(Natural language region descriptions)
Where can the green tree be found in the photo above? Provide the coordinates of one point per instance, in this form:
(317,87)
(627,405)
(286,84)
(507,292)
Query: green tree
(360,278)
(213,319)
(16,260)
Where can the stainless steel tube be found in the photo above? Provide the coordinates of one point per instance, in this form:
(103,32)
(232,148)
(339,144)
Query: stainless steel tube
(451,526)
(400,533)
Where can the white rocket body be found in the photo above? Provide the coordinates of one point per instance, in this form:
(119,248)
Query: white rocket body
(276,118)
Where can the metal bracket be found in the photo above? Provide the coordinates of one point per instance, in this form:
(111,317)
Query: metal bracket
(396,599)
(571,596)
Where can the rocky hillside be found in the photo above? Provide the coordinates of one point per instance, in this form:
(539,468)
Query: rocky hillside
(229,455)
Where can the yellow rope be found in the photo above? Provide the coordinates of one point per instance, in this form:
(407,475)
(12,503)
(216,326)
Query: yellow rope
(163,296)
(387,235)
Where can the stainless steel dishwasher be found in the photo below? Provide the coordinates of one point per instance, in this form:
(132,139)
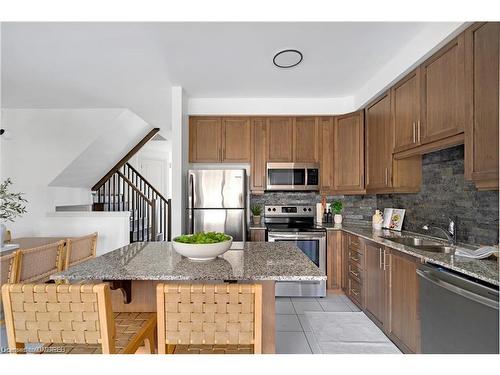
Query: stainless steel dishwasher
(458,314)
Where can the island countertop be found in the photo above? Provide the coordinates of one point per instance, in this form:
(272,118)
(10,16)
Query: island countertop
(159,261)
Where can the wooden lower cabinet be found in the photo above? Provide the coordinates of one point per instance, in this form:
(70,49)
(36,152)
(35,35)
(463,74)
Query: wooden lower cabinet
(354,269)
(258,234)
(383,283)
(376,283)
(334,259)
(404,326)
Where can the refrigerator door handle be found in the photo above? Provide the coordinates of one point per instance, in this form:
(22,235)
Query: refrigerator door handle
(191,191)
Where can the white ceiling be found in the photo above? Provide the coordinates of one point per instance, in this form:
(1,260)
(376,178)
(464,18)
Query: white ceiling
(134,65)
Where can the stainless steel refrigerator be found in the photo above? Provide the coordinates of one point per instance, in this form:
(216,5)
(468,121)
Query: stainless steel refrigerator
(217,202)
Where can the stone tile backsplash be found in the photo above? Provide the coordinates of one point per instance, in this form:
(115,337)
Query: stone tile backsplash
(444,193)
(356,207)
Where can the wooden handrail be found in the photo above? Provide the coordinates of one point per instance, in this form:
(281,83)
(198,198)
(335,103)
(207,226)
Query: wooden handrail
(126,158)
(146,182)
(129,183)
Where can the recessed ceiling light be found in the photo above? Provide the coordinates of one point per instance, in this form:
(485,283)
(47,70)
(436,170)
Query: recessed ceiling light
(287,58)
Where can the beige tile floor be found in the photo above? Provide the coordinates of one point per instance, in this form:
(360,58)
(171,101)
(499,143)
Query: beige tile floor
(293,333)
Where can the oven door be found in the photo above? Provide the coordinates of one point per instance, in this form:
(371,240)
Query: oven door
(313,245)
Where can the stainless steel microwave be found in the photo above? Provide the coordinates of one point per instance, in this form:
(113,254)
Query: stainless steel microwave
(292,176)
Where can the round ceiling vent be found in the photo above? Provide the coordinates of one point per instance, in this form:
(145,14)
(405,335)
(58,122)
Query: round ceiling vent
(287,58)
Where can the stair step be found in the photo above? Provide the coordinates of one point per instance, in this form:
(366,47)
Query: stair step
(118,206)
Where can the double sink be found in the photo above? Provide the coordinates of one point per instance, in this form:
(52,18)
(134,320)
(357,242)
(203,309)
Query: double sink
(422,244)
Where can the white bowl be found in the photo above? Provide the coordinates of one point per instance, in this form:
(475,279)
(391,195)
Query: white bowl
(202,251)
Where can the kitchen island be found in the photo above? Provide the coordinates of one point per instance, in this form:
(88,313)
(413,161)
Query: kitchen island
(134,270)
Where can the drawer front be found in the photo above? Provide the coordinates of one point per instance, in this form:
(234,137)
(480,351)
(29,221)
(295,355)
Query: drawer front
(355,271)
(354,257)
(355,291)
(353,241)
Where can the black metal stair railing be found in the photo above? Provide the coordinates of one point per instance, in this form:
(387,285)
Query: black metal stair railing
(128,190)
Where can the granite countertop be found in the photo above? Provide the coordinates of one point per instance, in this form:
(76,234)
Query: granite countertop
(483,269)
(159,261)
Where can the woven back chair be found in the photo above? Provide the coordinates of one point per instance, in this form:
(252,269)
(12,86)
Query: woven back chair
(72,319)
(38,263)
(209,318)
(80,249)
(8,269)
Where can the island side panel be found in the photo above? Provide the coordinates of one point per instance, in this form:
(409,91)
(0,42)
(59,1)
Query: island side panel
(144,300)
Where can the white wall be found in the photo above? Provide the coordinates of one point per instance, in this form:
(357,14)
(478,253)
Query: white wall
(270,106)
(156,150)
(180,147)
(113,228)
(422,46)
(42,143)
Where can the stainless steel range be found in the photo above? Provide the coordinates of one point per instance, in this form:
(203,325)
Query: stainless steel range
(296,224)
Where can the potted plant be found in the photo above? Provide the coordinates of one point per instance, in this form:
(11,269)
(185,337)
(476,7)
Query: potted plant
(12,205)
(256,212)
(336,207)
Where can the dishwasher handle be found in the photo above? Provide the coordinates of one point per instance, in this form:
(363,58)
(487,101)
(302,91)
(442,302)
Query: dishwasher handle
(430,276)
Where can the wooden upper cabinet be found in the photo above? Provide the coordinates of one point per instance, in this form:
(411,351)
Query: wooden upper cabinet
(404,300)
(443,94)
(348,146)
(481,137)
(279,139)
(376,283)
(326,153)
(235,140)
(258,155)
(378,147)
(205,139)
(305,139)
(405,101)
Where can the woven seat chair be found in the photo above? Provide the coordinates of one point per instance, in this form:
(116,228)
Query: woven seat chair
(80,249)
(8,269)
(73,319)
(209,318)
(38,263)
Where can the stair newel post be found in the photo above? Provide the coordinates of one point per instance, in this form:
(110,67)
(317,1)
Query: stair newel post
(108,185)
(154,229)
(169,217)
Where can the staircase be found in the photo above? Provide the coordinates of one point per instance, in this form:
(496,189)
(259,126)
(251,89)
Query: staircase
(125,189)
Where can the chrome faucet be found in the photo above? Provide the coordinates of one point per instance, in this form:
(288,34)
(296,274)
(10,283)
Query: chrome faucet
(450,233)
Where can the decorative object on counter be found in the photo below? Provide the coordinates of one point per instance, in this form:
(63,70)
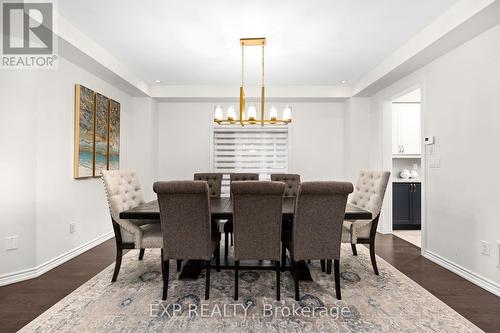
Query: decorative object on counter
(414,173)
(405,174)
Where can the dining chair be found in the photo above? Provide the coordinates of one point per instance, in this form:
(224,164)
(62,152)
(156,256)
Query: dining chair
(292,182)
(317,226)
(186,226)
(228,226)
(123,192)
(369,195)
(257,211)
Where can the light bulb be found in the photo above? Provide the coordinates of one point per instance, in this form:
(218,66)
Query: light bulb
(287,113)
(230,113)
(252,112)
(218,113)
(273,113)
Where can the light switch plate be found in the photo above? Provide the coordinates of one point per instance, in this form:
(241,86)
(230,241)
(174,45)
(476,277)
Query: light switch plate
(11,243)
(485,248)
(434,163)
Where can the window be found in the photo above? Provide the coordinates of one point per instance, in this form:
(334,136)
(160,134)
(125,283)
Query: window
(262,150)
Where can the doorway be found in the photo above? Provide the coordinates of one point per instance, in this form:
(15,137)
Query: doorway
(406,116)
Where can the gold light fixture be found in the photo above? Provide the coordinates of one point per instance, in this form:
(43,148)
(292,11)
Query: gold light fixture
(252,110)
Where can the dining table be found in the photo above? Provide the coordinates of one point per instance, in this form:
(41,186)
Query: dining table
(221,208)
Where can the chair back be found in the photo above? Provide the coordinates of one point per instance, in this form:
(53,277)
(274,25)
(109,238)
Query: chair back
(370,190)
(257,211)
(185,219)
(214,181)
(292,182)
(318,219)
(123,192)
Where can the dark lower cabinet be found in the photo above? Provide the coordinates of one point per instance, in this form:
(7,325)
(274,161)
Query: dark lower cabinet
(406,205)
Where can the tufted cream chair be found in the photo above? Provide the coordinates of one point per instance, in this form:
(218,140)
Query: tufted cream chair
(124,192)
(369,195)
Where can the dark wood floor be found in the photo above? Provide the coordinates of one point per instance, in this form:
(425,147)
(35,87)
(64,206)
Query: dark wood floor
(22,302)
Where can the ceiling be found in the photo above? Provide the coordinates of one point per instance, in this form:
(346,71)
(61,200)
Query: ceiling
(196,42)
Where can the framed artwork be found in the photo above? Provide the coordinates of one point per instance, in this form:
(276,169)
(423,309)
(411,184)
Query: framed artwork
(97,133)
(114,136)
(84,132)
(101,134)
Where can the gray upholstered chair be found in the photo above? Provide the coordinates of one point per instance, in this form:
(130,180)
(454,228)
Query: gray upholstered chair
(124,192)
(317,226)
(369,195)
(214,181)
(257,211)
(228,226)
(292,182)
(186,226)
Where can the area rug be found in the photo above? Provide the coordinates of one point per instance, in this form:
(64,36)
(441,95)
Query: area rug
(390,302)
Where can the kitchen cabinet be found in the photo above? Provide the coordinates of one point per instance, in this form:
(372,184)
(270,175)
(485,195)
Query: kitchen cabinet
(406,205)
(406,136)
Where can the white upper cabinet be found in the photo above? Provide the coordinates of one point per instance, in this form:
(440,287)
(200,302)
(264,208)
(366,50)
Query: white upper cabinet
(406,138)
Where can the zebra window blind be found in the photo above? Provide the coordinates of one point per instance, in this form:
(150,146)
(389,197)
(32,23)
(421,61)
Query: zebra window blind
(262,150)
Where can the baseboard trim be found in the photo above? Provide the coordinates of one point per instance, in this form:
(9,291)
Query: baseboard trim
(477,279)
(34,272)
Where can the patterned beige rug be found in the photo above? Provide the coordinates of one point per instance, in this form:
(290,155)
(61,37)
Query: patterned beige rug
(390,302)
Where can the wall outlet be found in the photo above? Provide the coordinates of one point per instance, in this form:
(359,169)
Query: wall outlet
(485,248)
(435,163)
(72,227)
(11,243)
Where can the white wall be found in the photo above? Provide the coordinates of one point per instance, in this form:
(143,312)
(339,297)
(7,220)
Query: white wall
(461,108)
(317,140)
(356,137)
(39,196)
(17,167)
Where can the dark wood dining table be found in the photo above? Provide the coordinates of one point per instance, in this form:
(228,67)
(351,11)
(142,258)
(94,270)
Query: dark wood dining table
(221,208)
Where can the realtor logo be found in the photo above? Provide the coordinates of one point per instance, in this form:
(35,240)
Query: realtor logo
(28,40)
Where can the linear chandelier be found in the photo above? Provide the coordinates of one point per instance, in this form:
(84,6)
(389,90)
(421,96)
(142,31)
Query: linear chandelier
(251,118)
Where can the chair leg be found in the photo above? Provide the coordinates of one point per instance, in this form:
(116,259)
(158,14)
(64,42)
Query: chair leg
(283,256)
(141,254)
(372,256)
(118,263)
(236,264)
(179,265)
(164,272)
(296,280)
(217,257)
(278,280)
(226,245)
(207,280)
(336,265)
(354,250)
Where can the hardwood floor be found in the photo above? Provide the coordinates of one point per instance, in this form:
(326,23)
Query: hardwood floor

Task directions: Return only the lines running from the line with "Where can the baseboard" to the last line of the records, both included, exactly as written.

Written solution:
Where can the baseboard trim be found in the photo above? Provide the coordinates of one point per instance, in this form:
(9,291)
Query: baseboard trim
(477,279)
(34,272)
Where can the patterned beige rug be found in the photo above? Provide the coordinates of one point per instance, in this form:
(290,155)
(61,37)
Query: patterned beige rug
(390,302)
Where can the wall outlet be found in the photo above? Provide the coordinates of one point per instance, in this form:
(359,169)
Query: wall outlet
(485,248)
(435,163)
(72,227)
(11,243)
Where can the white wall be found in the photo above? Provide the coordinates of one point per instance, in this form:
(143,312)
(339,297)
(7,220)
Query: white wall
(461,108)
(317,140)
(356,137)
(39,196)
(17,167)
Where can the dark wood dining table be found in the photo above? Provide the coordinates of one point per instance, in this form:
(228,67)
(351,11)
(142,258)
(94,270)
Query: dark wood dining table
(221,208)
Where can the realtor logo be found in the photo above? Provide the coordinates of one point per instance, in this form:
(35,240)
Query: realtor logo
(28,40)
Where can the linear chandelier be found in the photo above? Provide the coordinates of one point per instance, in this form:
(84,6)
(389,90)
(421,96)
(142,31)
Query: linear chandelier
(251,118)
Where can the chair leg be found in the photo above? Provide the coordinates of one point per instance, in this form:
(116,259)
(158,14)
(64,42)
Query: chair leg
(283,256)
(141,254)
(372,256)
(118,263)
(236,264)
(179,265)
(164,272)
(296,280)
(217,257)
(278,280)
(226,245)
(207,280)
(336,265)
(354,250)
Where can the hardwood floor be found in the photo above? Provide the coordinates of one point per instance, in this form:
(326,23)
Query: hardwood floor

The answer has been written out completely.